---- Material for this task

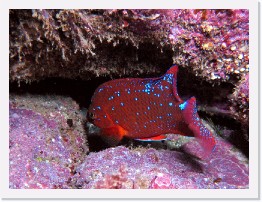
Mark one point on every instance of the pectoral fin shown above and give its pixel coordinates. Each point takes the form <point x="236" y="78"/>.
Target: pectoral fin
<point x="113" y="135"/>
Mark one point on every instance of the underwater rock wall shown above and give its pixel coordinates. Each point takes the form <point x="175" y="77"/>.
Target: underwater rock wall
<point x="212" y="45"/>
<point x="209" y="46"/>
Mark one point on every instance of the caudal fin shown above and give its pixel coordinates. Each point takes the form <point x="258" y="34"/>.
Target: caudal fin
<point x="202" y="133"/>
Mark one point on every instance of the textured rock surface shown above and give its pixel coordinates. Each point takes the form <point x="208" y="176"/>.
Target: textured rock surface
<point x="45" y="147"/>
<point x="48" y="143"/>
<point x="210" y="45"/>
<point x="121" y="167"/>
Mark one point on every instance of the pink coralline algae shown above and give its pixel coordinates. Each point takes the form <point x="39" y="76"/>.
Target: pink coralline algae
<point x="148" y="168"/>
<point x="213" y="42"/>
<point x="45" y="147"/>
<point x="33" y="164"/>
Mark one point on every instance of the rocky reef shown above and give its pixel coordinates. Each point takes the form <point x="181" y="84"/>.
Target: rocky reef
<point x="59" y="57"/>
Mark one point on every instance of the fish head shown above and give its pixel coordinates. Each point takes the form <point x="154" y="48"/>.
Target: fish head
<point x="98" y="116"/>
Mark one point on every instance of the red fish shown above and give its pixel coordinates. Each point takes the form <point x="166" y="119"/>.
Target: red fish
<point x="146" y="108"/>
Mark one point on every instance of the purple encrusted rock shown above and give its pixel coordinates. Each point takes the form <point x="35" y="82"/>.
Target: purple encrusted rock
<point x="38" y="156"/>
<point x="149" y="168"/>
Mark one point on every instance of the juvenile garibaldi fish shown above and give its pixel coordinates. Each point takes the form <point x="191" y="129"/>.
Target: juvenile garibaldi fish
<point x="146" y="108"/>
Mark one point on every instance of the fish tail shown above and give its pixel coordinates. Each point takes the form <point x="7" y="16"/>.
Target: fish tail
<point x="202" y="133"/>
<point x="173" y="70"/>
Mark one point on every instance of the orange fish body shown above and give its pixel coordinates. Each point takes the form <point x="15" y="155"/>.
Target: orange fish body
<point x="146" y="108"/>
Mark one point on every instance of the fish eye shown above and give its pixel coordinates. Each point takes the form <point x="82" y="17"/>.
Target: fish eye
<point x="91" y="116"/>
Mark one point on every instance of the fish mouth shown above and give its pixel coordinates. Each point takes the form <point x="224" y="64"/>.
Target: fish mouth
<point x="92" y="129"/>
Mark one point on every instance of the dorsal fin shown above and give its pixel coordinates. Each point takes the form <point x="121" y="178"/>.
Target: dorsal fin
<point x="171" y="77"/>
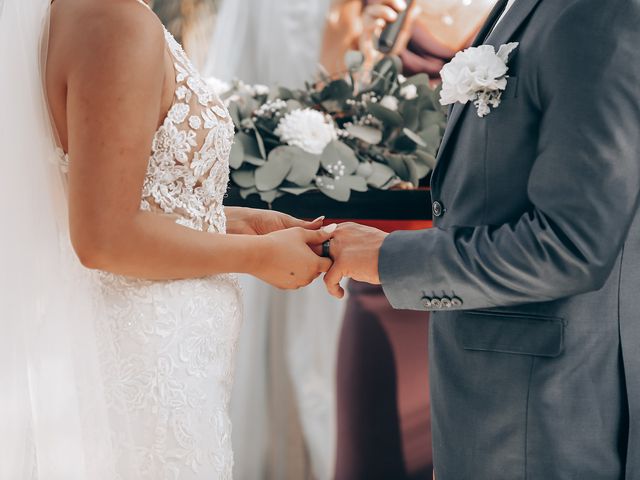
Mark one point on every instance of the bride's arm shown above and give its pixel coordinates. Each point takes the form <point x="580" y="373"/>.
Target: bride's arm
<point x="115" y="72"/>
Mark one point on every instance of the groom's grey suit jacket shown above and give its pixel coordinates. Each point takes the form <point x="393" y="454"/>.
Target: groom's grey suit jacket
<point x="533" y="267"/>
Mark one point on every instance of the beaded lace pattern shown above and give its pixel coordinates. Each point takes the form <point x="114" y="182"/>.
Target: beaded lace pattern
<point x="169" y="347"/>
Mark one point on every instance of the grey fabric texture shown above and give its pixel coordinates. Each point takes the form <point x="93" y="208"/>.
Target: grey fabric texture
<point x="533" y="268"/>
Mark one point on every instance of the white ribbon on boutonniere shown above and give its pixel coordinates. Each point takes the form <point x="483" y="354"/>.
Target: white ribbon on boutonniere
<point x="478" y="75"/>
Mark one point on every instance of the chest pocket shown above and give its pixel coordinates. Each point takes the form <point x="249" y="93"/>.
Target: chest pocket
<point x="511" y="333"/>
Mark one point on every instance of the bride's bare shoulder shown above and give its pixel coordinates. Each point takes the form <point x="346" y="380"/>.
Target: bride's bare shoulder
<point x="92" y="28"/>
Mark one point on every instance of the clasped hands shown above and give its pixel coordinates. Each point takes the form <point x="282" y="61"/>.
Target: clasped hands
<point x="296" y="256"/>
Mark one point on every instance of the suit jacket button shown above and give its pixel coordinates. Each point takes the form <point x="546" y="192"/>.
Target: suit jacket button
<point x="438" y="209"/>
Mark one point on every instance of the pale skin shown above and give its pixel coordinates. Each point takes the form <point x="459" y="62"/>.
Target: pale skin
<point x="110" y="83"/>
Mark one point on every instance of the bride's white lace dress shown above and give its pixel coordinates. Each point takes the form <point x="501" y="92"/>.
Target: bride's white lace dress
<point x="169" y="347"/>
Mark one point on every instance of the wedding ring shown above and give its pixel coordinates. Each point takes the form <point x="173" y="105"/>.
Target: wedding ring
<point x="326" y="249"/>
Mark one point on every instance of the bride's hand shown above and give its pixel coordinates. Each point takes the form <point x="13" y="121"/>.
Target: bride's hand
<point x="250" y="221"/>
<point x="289" y="261"/>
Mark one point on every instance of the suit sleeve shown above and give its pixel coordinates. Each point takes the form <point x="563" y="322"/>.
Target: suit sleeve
<point x="584" y="185"/>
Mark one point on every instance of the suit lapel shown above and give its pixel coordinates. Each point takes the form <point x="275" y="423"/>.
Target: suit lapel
<point x="515" y="17"/>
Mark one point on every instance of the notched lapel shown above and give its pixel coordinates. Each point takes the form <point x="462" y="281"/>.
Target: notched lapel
<point x="515" y="17"/>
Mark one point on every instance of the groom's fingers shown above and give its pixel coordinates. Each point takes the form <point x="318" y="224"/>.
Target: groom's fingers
<point x="332" y="281"/>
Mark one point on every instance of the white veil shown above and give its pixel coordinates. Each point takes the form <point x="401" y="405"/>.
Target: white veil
<point x="267" y="41"/>
<point x="53" y="408"/>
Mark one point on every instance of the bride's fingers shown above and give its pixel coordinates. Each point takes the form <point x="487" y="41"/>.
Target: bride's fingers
<point x="332" y="281"/>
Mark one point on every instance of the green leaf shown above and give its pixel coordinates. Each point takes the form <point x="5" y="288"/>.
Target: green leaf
<point x="386" y="116"/>
<point x="244" y="178"/>
<point x="270" y="196"/>
<point x="338" y="90"/>
<point x="354" y="60"/>
<point x="366" y="134"/>
<point x="236" y="157"/>
<point x="245" y="192"/>
<point x="354" y="182"/>
<point x="381" y="175"/>
<point x="252" y="153"/>
<point x="419" y="79"/>
<point x="414" y="137"/>
<point x="304" y="167"/>
<point x="336" y="152"/>
<point x="337" y="190"/>
<point x="271" y="175"/>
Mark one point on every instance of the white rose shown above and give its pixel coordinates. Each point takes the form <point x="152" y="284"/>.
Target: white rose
<point x="218" y="86"/>
<point x="308" y="129"/>
<point x="409" y="92"/>
<point x="390" y="102"/>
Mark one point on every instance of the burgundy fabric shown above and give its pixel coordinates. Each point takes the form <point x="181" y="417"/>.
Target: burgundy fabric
<point x="384" y="421"/>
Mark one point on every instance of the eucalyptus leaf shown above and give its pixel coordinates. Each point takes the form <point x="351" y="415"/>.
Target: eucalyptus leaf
<point x="354" y="182"/>
<point x="304" y="165"/>
<point x="414" y="137"/>
<point x="337" y="190"/>
<point x="338" y="90"/>
<point x="419" y="79"/>
<point x="388" y="117"/>
<point x="365" y="133"/>
<point x="270" y="196"/>
<point x="337" y="152"/>
<point x="271" y="175"/>
<point x="244" y="178"/>
<point x="354" y="60"/>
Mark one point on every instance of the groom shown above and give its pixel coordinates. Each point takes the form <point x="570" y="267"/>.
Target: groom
<point x="533" y="267"/>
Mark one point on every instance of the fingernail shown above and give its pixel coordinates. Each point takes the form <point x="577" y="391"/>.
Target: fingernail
<point x="330" y="228"/>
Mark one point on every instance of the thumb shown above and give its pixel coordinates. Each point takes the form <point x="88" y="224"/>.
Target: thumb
<point x="317" y="237"/>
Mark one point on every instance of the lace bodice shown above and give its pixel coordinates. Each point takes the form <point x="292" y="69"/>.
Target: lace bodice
<point x="188" y="168"/>
<point x="169" y="347"/>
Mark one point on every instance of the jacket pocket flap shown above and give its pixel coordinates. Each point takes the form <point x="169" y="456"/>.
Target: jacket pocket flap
<point x="511" y="333"/>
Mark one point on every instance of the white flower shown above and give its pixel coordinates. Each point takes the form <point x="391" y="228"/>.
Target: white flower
<point x="308" y="129"/>
<point x="390" y="102"/>
<point x="261" y="90"/>
<point x="409" y="92"/>
<point x="476" y="75"/>
<point x="218" y="86"/>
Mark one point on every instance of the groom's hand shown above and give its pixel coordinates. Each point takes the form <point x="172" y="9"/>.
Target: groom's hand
<point x="355" y="250"/>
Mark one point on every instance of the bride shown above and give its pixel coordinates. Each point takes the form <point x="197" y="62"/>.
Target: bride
<point x="119" y="315"/>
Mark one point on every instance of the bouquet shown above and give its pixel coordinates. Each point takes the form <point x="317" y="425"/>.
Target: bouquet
<point x="367" y="130"/>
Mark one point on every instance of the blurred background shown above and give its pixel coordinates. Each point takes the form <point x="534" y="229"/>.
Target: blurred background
<point x="325" y="389"/>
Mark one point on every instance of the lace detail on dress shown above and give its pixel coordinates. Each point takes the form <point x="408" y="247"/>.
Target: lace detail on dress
<point x="169" y="347"/>
<point x="189" y="165"/>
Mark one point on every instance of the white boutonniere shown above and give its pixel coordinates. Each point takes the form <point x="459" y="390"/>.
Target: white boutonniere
<point x="477" y="75"/>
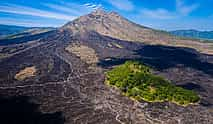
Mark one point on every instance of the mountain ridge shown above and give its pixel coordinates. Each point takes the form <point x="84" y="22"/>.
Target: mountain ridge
<point x="113" y="25"/>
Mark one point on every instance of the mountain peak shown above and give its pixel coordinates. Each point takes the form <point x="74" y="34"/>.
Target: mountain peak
<point x="99" y="11"/>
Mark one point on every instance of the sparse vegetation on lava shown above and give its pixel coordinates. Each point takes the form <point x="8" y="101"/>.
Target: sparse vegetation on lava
<point x="136" y="81"/>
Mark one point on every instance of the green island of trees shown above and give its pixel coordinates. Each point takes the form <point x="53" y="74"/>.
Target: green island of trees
<point x="135" y="80"/>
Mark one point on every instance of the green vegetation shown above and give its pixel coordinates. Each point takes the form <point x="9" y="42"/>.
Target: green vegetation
<point x="136" y="81"/>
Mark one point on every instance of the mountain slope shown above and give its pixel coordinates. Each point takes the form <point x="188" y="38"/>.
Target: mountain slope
<point x="63" y="74"/>
<point x="208" y="35"/>
<point x="113" y="25"/>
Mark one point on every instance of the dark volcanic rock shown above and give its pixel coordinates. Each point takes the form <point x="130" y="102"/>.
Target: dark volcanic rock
<point x="66" y="89"/>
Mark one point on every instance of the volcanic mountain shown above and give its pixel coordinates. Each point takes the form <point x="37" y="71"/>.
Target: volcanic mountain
<point x="58" y="77"/>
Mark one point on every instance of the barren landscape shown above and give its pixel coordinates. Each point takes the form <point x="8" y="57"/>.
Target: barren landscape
<point x="66" y="74"/>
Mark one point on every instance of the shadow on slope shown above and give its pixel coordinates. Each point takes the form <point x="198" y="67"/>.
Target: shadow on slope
<point x="19" y="110"/>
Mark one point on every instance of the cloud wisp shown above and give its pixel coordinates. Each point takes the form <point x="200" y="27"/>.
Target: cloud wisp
<point x="161" y="13"/>
<point x="185" y="9"/>
<point x="23" y="10"/>
<point x="158" y="13"/>
<point x="92" y="6"/>
<point x="126" y="5"/>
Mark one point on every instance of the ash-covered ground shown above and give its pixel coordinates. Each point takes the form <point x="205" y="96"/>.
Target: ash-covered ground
<point x="67" y="89"/>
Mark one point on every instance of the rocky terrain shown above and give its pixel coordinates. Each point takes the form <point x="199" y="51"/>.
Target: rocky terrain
<point x="67" y="86"/>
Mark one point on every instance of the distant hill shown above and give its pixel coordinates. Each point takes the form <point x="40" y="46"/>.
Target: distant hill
<point x="208" y="35"/>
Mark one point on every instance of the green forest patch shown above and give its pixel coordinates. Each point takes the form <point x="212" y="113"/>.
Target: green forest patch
<point x="135" y="80"/>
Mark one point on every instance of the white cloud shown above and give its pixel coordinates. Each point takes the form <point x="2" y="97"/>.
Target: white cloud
<point x="63" y="8"/>
<point x="126" y="5"/>
<point x="92" y="6"/>
<point x="30" y="23"/>
<point x="161" y="13"/>
<point x="23" y="10"/>
<point x="185" y="9"/>
<point x="158" y="13"/>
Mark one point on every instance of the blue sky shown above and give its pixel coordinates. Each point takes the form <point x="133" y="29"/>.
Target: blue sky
<point x="158" y="14"/>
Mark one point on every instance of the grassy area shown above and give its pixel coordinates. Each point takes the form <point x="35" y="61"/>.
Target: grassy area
<point x="136" y="81"/>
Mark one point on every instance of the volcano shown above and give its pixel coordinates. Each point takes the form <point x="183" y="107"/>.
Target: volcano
<point x="58" y="76"/>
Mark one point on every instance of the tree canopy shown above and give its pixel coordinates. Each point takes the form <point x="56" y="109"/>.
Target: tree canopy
<point x="135" y="80"/>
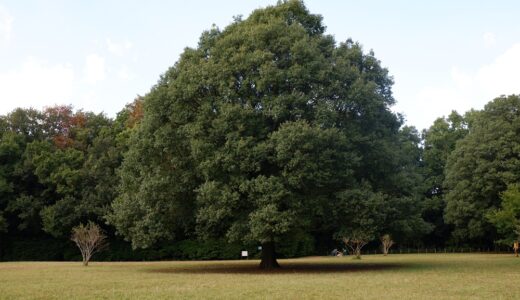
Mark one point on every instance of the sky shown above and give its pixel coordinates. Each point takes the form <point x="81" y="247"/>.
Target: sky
<point x="98" y="55"/>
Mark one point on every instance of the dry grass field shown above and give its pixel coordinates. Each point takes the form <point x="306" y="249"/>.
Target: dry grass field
<point x="407" y="276"/>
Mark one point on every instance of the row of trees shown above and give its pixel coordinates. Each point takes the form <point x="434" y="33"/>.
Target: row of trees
<point x="267" y="132"/>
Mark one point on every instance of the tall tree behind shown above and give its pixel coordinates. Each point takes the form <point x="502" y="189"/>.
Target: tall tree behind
<point x="439" y="141"/>
<point x="480" y="168"/>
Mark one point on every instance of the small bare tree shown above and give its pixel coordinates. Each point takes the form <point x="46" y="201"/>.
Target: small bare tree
<point x="386" y="243"/>
<point x="90" y="239"/>
<point x="356" y="241"/>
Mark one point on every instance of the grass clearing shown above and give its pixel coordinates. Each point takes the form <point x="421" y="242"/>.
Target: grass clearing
<point x="407" y="276"/>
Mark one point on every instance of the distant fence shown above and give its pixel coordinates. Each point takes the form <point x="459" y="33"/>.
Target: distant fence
<point x="497" y="250"/>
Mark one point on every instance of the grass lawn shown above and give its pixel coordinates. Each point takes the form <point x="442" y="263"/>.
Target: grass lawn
<point x="407" y="276"/>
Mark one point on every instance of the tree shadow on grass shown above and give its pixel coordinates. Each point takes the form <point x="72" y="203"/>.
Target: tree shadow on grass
<point x="286" y="268"/>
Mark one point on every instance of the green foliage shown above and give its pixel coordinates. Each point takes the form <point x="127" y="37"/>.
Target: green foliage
<point x="506" y="219"/>
<point x="252" y="136"/>
<point x="483" y="163"/>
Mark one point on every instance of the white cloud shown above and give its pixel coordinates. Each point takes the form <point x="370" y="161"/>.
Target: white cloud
<point x="36" y="84"/>
<point x="489" y="39"/>
<point x="6" y="24"/>
<point x="94" y="68"/>
<point x="118" y="48"/>
<point x="468" y="89"/>
<point x="124" y="73"/>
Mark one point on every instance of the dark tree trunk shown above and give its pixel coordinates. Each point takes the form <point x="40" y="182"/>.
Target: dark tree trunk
<point x="268" y="257"/>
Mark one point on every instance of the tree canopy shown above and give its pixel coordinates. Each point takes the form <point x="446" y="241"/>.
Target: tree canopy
<point x="266" y="129"/>
<point x="482" y="165"/>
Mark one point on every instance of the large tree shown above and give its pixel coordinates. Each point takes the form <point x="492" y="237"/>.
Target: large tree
<point x="439" y="141"/>
<point x="260" y="133"/>
<point x="482" y="165"/>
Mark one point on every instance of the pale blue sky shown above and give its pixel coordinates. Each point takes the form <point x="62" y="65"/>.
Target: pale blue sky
<point x="98" y="55"/>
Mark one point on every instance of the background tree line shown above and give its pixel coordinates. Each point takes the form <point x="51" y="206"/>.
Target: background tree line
<point x="268" y="133"/>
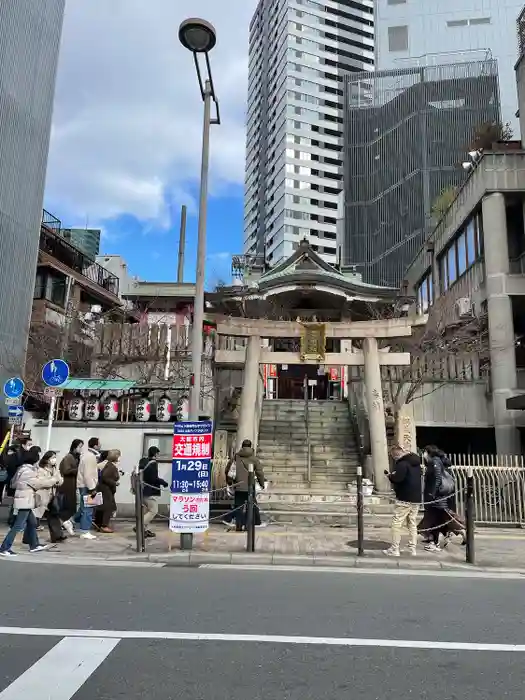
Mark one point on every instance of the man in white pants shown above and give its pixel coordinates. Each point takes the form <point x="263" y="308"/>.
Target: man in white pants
<point x="405" y="478"/>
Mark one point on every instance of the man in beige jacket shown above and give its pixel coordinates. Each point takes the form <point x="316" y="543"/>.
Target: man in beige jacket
<point x="87" y="480"/>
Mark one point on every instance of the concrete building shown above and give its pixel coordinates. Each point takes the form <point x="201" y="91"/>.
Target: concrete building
<point x="473" y="266"/>
<point x="85" y="239"/>
<point x="407" y="133"/>
<point x="29" y="46"/>
<point x="408" y="30"/>
<point x="299" y="52"/>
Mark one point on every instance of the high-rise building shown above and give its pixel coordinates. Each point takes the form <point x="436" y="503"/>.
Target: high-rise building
<point x="407" y="133"/>
<point x="85" y="239"/>
<point x="29" y="46"/>
<point x="299" y="52"/>
<point x="410" y="29"/>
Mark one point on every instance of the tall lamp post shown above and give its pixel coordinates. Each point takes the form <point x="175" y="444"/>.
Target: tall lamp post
<point x="199" y="37"/>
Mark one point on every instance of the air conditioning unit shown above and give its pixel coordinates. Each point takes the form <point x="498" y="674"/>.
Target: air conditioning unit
<point x="464" y="307"/>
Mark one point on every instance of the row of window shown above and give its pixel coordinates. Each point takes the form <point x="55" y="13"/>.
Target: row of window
<point x="462" y="252"/>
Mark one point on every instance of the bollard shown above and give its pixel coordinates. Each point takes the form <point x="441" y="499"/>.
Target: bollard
<point x="250" y="516"/>
<point x="470" y="516"/>
<point x="139" y="513"/>
<point x="360" y="512"/>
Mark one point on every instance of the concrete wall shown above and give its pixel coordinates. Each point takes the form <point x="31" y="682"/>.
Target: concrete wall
<point x="459" y="405"/>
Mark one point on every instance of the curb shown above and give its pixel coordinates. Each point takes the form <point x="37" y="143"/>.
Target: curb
<point x="194" y="559"/>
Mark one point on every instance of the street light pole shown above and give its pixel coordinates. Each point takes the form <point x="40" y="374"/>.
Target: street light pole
<point x="198" y="36"/>
<point x="198" y="309"/>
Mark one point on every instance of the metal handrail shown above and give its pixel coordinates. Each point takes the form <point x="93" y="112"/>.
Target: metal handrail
<point x="307" y="424"/>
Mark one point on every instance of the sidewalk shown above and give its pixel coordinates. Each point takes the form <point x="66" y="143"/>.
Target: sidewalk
<point x="496" y="549"/>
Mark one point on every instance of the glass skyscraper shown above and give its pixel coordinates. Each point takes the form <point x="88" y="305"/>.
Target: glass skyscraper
<point x="299" y="52"/>
<point x="30" y="33"/>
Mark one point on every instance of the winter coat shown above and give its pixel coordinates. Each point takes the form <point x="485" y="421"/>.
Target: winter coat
<point x="244" y="457"/>
<point x="34" y="487"/>
<point x="433" y="479"/>
<point x="107" y="485"/>
<point x="87" y="475"/>
<point x="406" y="478"/>
<point x="151" y="478"/>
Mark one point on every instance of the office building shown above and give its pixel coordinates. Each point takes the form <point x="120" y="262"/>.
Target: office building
<point x="407" y="133"/>
<point x="85" y="239"/>
<point x="407" y="30"/>
<point x="299" y="52"/>
<point x="29" y="47"/>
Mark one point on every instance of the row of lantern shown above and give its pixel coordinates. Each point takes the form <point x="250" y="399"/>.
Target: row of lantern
<point x="92" y="408"/>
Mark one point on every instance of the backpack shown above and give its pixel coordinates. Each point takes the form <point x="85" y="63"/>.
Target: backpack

--------

**Task instructions:** In the entries above, take the line containing "Mark one point on every instance of the street" and each later line through the last, and repeat them exactly. Output nothing else.

**Output for this task:**
Mark one point on every instance of the street light pole shown above and give its pixel coordinates. Each point takes the form <point x="40" y="374"/>.
Target: street light pole
<point x="198" y="36"/>
<point x="198" y="309"/>
Mark one point on every instance of the metal handrail shown above and give its pixel coordinates. Each point takes the form <point x="93" y="112"/>.
Target: metal handrail
<point x="307" y="424"/>
Mark one point on every instance of the sidewalk shown above and give its pixel coordinates. Each point takes the form <point x="66" y="143"/>.
Target: sidewalk
<point x="496" y="549"/>
Mark one point on every instance of the glass skyscraper shown above and give its pixel coordinates. Each point takes the form <point x="88" y="305"/>.
Target: glass skyscraper
<point x="299" y="52"/>
<point x="30" y="33"/>
Mark one point on every instance of the winter coat shown above and give its pixel coordinates. Each point takes the form <point x="485" y="421"/>.
Target: winter coat
<point x="244" y="457"/>
<point x="34" y="487"/>
<point x="433" y="479"/>
<point x="107" y="485"/>
<point x="87" y="475"/>
<point x="406" y="478"/>
<point x="151" y="478"/>
Mark one point on every instance of the office building shown above and give its pixel coordinates. Each point takes the form <point x="120" y="262"/>.
Target: office building
<point x="407" y="133"/>
<point x="85" y="239"/>
<point x="407" y="30"/>
<point x="299" y="52"/>
<point x="29" y="47"/>
Mark one point on every instance of the row of lantern shown above and give its pixel coordinates. Each point takes the form <point x="250" y="399"/>.
Target: row of lantern
<point x="92" y="408"/>
Mark one point on every instance of the backpack shown above and give its pixel coordinates. Each point takes the form <point x="85" y="63"/>.
Target: backpack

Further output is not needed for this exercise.